(Excerpted text):

The Silicon Valley Bank and Signature Bank shutdown can trigger the domino effect in the US banking field. Major market shares are currently dropping and trading down alongside crude oil. The downfall is taking place despite the measures taken by the FED. Nevertheless, US authorities guarantee deposit protection for SVB clients.
STOXX banking index lost 5.8% to shed 3.78% during Friday’s trading session to come up with a total loss of 9.58% within only two days. We are actually seeing the biggest decline happen since the Ukraine conflict breakout back on March 22.
Other major financial institutions, such as Credit Suisse Group AG, are experiencing largest all-time drops. Additionally, Commerzbank AG reported having over 12% losses. US-based banks also follow the negative fallout featuring Bank of America losing 3.7% during the pre-market trading session.
Smaller lenders and financial institutions are put under the biggest pressure. First Republic Bank and PacWest experienced a decline of around 60% and 40% respectively.

(Set exercise 1):
List every bank named in the passage on bank losses.
(Set exercise 2):
Return the part of the passage on bank losses that starts at "STOXX banking index" and ends at "on March 22.".

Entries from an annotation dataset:
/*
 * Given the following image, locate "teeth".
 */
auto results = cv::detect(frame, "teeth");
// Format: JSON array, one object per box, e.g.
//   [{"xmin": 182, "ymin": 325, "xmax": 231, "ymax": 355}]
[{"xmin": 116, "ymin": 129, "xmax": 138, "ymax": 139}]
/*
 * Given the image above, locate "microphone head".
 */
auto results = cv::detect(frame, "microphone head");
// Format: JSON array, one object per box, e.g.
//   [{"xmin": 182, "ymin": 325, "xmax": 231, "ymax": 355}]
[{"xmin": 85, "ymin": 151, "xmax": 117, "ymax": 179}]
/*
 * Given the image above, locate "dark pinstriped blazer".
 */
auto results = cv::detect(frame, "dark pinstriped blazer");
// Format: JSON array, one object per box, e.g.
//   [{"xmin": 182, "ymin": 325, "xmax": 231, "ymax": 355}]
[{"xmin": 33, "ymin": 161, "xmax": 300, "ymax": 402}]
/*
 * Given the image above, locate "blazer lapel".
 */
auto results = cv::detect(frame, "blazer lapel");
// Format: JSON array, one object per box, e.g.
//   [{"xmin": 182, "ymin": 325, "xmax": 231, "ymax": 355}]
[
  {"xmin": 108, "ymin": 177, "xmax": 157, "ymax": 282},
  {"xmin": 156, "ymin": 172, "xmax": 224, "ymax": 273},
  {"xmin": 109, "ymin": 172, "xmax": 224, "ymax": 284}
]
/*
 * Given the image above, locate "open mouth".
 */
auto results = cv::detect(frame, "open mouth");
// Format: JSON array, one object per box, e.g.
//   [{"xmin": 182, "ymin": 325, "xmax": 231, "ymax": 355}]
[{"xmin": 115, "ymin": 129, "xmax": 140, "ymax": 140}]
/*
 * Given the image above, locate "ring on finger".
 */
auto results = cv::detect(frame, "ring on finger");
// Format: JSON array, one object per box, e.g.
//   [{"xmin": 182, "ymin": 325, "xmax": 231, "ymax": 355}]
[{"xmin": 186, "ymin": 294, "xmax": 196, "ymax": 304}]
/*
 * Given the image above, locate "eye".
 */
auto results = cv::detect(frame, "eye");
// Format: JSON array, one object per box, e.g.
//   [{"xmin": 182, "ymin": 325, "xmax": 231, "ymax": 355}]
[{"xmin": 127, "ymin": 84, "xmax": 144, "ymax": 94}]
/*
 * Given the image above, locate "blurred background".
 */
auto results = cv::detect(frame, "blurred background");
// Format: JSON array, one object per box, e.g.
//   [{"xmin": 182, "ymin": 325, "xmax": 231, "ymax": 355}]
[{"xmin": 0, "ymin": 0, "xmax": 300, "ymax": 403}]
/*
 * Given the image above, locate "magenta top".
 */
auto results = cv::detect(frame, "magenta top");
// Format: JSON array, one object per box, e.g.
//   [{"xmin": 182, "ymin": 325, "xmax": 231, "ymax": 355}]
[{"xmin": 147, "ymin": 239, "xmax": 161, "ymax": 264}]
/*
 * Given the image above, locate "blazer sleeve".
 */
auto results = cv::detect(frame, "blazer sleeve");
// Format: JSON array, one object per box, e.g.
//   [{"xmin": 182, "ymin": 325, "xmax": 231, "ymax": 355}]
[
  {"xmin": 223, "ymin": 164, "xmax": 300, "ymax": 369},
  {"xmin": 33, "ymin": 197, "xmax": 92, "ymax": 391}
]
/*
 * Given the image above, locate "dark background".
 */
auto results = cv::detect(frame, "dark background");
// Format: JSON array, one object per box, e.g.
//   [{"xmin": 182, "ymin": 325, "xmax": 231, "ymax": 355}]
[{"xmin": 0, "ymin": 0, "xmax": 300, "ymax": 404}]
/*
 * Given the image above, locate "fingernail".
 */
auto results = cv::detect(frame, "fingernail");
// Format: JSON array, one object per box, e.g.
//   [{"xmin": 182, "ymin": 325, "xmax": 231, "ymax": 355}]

(Correct answer 1):
Silicon Valley Bank, Signature Bank, Credit Suisse Group AG, Commerzbank AG, Bank of America, First Republic Bank, PacWest

(Correct answer 2):
STOXX banking index lost 5.8% to shed 3.78% during Friday’s trading session to come up with a total loss of 9.58% within only two days. We are actually seeing the biggest decline happen since the Ukraine conflict breakout back on March 22.